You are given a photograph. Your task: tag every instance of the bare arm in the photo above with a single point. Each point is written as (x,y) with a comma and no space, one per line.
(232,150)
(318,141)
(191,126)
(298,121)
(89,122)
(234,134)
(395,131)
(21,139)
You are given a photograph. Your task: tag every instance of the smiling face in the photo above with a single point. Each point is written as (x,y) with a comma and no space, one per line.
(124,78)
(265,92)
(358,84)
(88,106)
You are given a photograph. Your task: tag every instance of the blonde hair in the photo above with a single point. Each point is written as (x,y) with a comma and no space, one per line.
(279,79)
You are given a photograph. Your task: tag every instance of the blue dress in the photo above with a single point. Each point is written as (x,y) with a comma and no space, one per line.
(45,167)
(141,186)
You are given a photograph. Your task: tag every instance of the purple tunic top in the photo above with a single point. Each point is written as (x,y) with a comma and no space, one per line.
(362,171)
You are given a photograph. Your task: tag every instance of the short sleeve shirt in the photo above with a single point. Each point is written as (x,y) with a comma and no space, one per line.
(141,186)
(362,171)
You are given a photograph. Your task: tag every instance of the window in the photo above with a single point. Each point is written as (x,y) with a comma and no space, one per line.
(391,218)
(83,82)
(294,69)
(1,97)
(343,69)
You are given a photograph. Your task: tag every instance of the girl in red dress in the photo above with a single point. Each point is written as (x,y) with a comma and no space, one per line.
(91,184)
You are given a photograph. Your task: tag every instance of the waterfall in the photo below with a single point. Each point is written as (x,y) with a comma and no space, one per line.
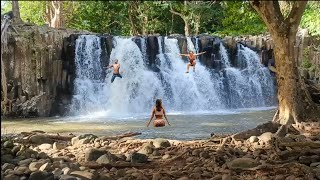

● ● ●

What is expected
Copy each line above exactly, with no images.

Answer to this task
You are given a photograph. Your task: tag every instance of the bare arm in the photo above with a single point. Each point is written as (x,y) with a comma and no space, one per line.
(232,150)
(318,141)
(191,126)
(298,121)
(89,122)
(234,134)
(395,131)
(21,139)
You are given a photograph. Your task: tag every instance of the smiling face in the photo above with a single point. Each point is written as (x,y) with a comma and no space, one per line.
(124,78)
(265,92)
(358,84)
(88,106)
You are given a photograph. Your task: tag every instance of the blonde hair in the photo above with a single point. Each point is written as (x,y) with a comma and no space, one per line.
(279,79)
You are given a photograph. Your task: tag every instance of the blue dress in the photo above with a single point. Each point is written as (x,y) with a comma and no space, one per line.
(45,167)
(141,186)
You are given a photograph. Your task: tag every instance of the purple tunic top in the photo above with a single point. Each point is written as (x,y) with a comma and no space, one per line.
(362,171)
You are given a photograph. Your task: tag every instance of the short sleeve shirt in the photo above with a single point. Each point is written as (x,y) with a comma and no space, one per line.
(141,186)
(362,171)
You are given a photograph. Your task: tag every instance of the window in the photo above with a single point. Each point is written as (x,y) with a comma and no space, one per line.
(391,218)
(83,82)
(294,69)
(1,97)
(343,69)
You are given a photograph. Your task: tag every instance of the girl in red dress in the photo above with a single point. Each point is written as (x,y) with a comma and no space, one per line.
(91,184)
You are given a photograph. Your task: tag every instance of the waterfall in the photo below with a single point. Each point is written as (x,y) with a comma and no space, one per line.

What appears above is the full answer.